• _EXERCISE PROMPT_:
How many lines in the material below contain the string "rear"? Case must match, and give only the number.

• _Location labeling records_:

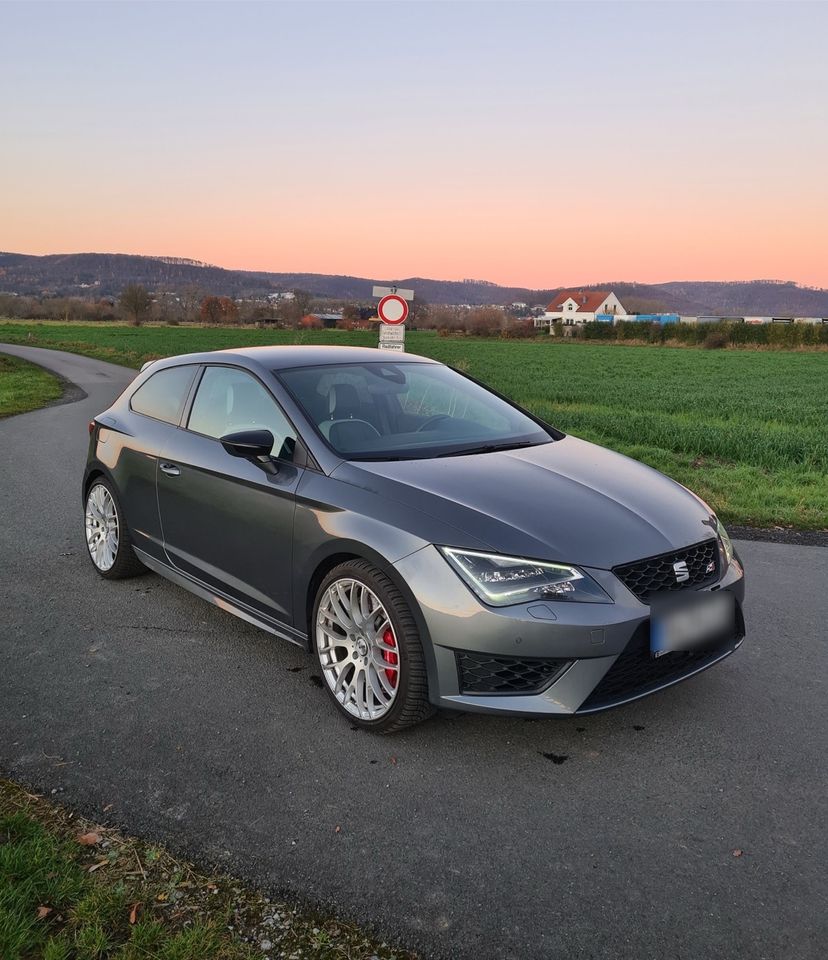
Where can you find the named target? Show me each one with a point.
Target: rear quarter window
(162, 397)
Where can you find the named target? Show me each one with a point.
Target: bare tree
(135, 301)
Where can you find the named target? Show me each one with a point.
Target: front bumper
(583, 657)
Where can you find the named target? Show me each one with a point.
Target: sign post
(392, 311)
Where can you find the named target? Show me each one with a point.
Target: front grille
(636, 672)
(482, 673)
(658, 574)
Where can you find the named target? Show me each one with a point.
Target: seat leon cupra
(430, 543)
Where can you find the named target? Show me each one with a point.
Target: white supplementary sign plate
(386, 291)
(392, 332)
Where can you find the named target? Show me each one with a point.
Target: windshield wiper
(487, 448)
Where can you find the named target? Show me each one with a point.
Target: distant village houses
(572, 307)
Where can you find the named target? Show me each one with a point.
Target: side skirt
(224, 603)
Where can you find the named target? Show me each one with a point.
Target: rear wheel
(369, 650)
(107, 538)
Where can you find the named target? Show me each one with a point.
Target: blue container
(656, 318)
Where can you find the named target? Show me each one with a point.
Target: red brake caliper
(388, 656)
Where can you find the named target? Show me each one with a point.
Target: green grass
(746, 429)
(23, 386)
(72, 890)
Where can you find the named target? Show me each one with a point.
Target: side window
(229, 400)
(162, 396)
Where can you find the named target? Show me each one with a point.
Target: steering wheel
(431, 420)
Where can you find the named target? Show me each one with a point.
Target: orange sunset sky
(528, 144)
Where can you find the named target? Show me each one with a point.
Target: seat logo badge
(681, 571)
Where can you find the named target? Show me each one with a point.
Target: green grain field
(746, 429)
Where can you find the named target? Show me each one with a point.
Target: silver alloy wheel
(357, 649)
(101, 527)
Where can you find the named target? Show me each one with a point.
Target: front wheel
(107, 538)
(369, 649)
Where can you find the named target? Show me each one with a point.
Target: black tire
(126, 562)
(411, 704)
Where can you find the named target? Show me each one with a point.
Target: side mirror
(251, 445)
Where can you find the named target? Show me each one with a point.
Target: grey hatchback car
(428, 541)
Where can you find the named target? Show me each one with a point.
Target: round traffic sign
(392, 309)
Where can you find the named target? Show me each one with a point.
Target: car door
(132, 447)
(225, 520)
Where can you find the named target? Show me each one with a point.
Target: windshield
(397, 411)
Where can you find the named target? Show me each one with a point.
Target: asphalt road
(469, 837)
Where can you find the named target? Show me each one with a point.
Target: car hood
(568, 500)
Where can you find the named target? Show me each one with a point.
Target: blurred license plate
(691, 621)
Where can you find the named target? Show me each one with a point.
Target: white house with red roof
(580, 306)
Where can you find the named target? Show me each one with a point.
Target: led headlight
(501, 581)
(725, 545)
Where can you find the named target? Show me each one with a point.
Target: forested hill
(97, 275)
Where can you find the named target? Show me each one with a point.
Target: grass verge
(24, 386)
(745, 429)
(71, 889)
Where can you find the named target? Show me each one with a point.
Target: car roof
(298, 355)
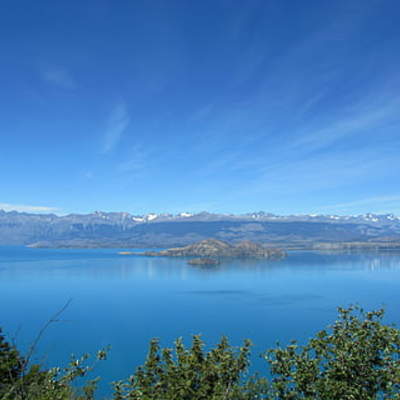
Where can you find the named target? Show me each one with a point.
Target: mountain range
(121, 229)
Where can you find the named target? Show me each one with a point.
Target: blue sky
(284, 106)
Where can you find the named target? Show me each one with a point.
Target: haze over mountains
(121, 229)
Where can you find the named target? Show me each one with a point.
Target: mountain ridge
(121, 229)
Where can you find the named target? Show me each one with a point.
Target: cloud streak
(27, 208)
(117, 124)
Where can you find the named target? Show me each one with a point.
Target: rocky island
(217, 249)
(204, 262)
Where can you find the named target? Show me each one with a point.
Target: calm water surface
(124, 301)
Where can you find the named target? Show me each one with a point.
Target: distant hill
(100, 229)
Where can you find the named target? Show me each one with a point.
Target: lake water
(124, 301)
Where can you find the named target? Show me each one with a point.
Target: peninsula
(216, 249)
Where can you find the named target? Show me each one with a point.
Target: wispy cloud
(117, 124)
(378, 201)
(59, 76)
(136, 163)
(27, 208)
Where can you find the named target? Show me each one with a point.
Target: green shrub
(357, 358)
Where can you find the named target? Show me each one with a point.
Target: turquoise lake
(124, 301)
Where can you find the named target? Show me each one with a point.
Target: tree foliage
(356, 358)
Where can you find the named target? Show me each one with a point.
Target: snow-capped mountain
(184, 227)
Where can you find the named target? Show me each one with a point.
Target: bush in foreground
(357, 358)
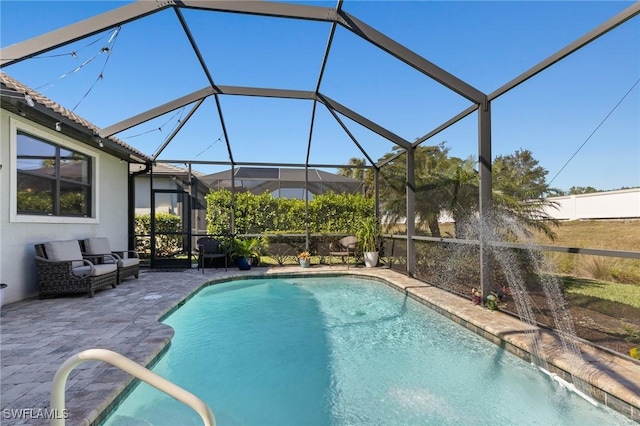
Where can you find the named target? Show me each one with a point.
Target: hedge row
(256, 214)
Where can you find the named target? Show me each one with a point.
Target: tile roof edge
(39, 98)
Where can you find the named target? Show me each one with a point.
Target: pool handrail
(58, 410)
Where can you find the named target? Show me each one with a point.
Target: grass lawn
(627, 294)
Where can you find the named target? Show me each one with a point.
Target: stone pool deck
(37, 336)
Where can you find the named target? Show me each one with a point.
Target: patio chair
(208, 249)
(344, 248)
(62, 270)
(98, 250)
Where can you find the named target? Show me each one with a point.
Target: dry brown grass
(601, 234)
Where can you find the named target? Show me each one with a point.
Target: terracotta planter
(370, 259)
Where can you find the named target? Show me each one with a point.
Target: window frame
(60, 142)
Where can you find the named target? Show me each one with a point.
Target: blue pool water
(342, 351)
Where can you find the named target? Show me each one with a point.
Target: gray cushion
(84, 271)
(103, 269)
(63, 251)
(98, 245)
(126, 262)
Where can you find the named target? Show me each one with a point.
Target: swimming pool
(338, 351)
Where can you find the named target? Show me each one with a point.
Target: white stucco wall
(19, 234)
(624, 203)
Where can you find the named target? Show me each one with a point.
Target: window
(51, 180)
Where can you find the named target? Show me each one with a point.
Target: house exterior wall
(620, 204)
(18, 234)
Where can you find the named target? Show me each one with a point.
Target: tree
(576, 190)
(520, 189)
(366, 175)
(519, 175)
(445, 184)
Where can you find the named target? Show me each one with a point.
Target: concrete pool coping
(37, 336)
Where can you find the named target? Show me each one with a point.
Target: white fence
(620, 204)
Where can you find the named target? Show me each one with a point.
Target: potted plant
(305, 259)
(245, 252)
(369, 239)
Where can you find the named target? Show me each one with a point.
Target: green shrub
(257, 214)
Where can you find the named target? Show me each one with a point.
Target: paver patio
(37, 336)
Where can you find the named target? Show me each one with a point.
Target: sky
(580, 118)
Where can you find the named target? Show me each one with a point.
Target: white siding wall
(600, 205)
(17, 267)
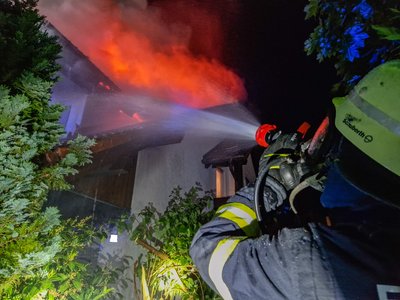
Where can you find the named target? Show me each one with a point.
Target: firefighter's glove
(282, 175)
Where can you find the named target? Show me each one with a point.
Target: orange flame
(139, 51)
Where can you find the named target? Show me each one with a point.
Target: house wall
(69, 94)
(160, 169)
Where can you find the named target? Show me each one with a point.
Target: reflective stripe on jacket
(302, 263)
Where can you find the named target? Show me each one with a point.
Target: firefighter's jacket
(358, 258)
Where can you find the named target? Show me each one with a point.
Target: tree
(38, 249)
(167, 271)
(356, 35)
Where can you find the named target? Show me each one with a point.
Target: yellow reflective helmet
(369, 117)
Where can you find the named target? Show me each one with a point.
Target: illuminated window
(224, 183)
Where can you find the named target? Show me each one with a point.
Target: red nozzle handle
(262, 134)
(303, 128)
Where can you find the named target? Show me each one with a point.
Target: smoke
(169, 50)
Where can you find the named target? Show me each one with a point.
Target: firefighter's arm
(231, 256)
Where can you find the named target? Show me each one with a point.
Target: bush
(355, 35)
(167, 271)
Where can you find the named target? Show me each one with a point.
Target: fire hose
(297, 169)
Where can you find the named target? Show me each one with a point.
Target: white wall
(160, 169)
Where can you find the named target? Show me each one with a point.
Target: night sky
(284, 85)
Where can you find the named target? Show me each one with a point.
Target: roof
(228, 152)
(77, 67)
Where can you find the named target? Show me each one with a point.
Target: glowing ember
(139, 51)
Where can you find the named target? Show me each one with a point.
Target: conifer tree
(38, 249)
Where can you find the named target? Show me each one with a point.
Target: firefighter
(353, 255)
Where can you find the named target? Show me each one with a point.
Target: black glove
(283, 169)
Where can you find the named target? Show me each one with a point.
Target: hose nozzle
(264, 134)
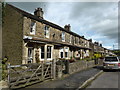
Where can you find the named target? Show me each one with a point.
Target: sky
(93, 20)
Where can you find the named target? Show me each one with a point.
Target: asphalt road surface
(109, 79)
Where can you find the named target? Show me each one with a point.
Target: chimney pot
(39, 12)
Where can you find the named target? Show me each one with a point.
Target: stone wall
(12, 35)
(80, 65)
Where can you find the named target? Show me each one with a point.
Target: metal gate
(27, 74)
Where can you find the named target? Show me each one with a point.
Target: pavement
(72, 81)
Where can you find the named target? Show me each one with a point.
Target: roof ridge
(43, 20)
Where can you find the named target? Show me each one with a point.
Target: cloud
(96, 20)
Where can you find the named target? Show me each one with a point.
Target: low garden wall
(80, 65)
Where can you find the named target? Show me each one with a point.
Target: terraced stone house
(30, 38)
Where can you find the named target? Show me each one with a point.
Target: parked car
(111, 62)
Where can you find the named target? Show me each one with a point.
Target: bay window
(32, 27)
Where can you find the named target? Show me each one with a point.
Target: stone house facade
(30, 38)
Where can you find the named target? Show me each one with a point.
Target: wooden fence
(27, 74)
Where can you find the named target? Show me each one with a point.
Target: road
(73, 81)
(109, 79)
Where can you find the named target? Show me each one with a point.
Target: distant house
(30, 38)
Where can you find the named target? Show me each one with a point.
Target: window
(32, 27)
(63, 36)
(66, 52)
(30, 55)
(61, 54)
(49, 52)
(42, 52)
(46, 31)
(70, 38)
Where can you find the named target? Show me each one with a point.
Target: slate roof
(24, 13)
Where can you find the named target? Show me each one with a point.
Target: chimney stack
(90, 40)
(39, 12)
(101, 45)
(67, 27)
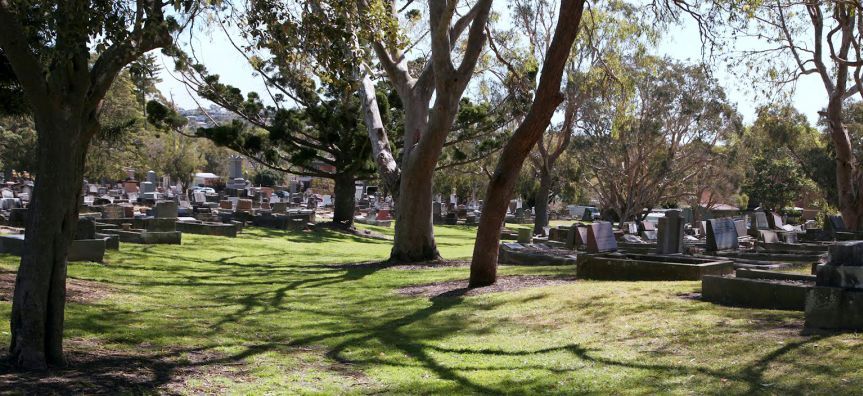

• _SOLUTION BELOW_:
2